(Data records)
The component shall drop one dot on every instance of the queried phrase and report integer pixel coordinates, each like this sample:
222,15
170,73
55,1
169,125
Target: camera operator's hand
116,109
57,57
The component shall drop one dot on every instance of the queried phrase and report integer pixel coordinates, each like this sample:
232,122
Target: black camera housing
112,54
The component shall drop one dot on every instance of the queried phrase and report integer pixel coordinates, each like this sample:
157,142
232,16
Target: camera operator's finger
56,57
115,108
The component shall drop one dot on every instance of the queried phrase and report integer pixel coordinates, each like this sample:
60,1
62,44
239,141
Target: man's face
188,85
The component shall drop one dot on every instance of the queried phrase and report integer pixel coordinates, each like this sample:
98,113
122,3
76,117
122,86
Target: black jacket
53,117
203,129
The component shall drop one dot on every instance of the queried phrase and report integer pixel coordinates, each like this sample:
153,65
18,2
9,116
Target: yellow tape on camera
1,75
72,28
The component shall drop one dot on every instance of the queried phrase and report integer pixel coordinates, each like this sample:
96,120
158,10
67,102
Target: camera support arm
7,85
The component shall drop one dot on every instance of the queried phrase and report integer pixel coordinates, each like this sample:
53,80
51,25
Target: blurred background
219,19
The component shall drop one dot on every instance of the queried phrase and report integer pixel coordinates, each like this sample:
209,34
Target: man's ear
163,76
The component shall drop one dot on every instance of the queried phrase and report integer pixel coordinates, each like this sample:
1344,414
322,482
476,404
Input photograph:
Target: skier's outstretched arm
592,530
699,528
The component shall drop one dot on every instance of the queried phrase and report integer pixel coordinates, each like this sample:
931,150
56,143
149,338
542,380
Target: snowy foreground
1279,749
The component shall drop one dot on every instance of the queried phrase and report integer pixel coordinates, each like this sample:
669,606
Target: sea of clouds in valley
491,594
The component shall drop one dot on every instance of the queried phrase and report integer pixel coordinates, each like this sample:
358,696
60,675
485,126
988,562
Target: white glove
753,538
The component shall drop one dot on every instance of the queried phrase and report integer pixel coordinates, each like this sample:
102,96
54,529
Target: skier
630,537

(What you are asked to do):
Set down every line of the listing above again, exactly as given.

(Task output):
The component shall drop one dot on every instance of the queried phrase and report integer pixel coordinates, each like this sample:
222,15
170,73
55,1
169,125
Target: camera operator's hand
116,109
57,57
The component shall drop one dot on every instance of the queried phrase and report integer pixel coordinates, each like this sample:
232,122
Target: black camera housing
112,54
The component shall drop one dot on every instance of the queried phrase and report integer pixel coordinates, each like this sample:
157,142
232,16
Target: camera operator's finger
56,57
115,108
The component shall drop one dot on every instance of the queried phrase and report integer pixel coordinates, each like this sample:
60,1
62,44
239,141
Target: man's face
188,85
The component shall drop one dot on every instance of the queried phrase and report integer pixel coordinates, each like this sample:
98,113
122,3
76,117
122,86
Target: black jacket
53,117
203,129
The component shall drop one dot on every instance of the queried phrase and report integer pixel coordinates, each like this sample:
153,65
18,2
9,116
Target: yellow tape on camera
1,75
72,28
The component shall drop one dot on every instance of the queried phrase and report integer pixel coordinates, each like this sample:
96,120
158,10
67,102
Target: camera support arm
7,85
The component shall drop one dot on every instance of the queried phrase and report integer pixel coordinates, each like this sample:
53,80
51,25
Target: blurred background
219,19
The component shall drop one dot on every instance of the queried phrase and report integer pixel coordinates, each like this sample:
209,34
Target: man's ear
163,76
The component shall drop one dot on every instance of the queried phrase and report integer pixel coordinates, each like this sample:
1344,414
322,482
476,404
Input photograph:
Target: skier's outstretched arm
592,530
699,528
The component shall drop one dot on every instance of the queried phrase and report integer pixel coordinates, each like this sample:
931,150
56,143
149,338
542,380
Target: snowy foreground
1279,749
The component shall drop one dot on every instance of the queried phrase and report integer pixel coordinates, each like this sample:
669,606
Target: sea of clouds in valley
491,594
The component shall drop one dot on every instance of the queried phrase and report integer pixel coordinates, each like this sample:
358,696
60,675
485,126
988,562
Target: white glove
753,538
The component shall drop one dot on every instance of the queried phrase and report integer pixel coordinates, each like this sample:
102,96
54,529
Target: skier
630,537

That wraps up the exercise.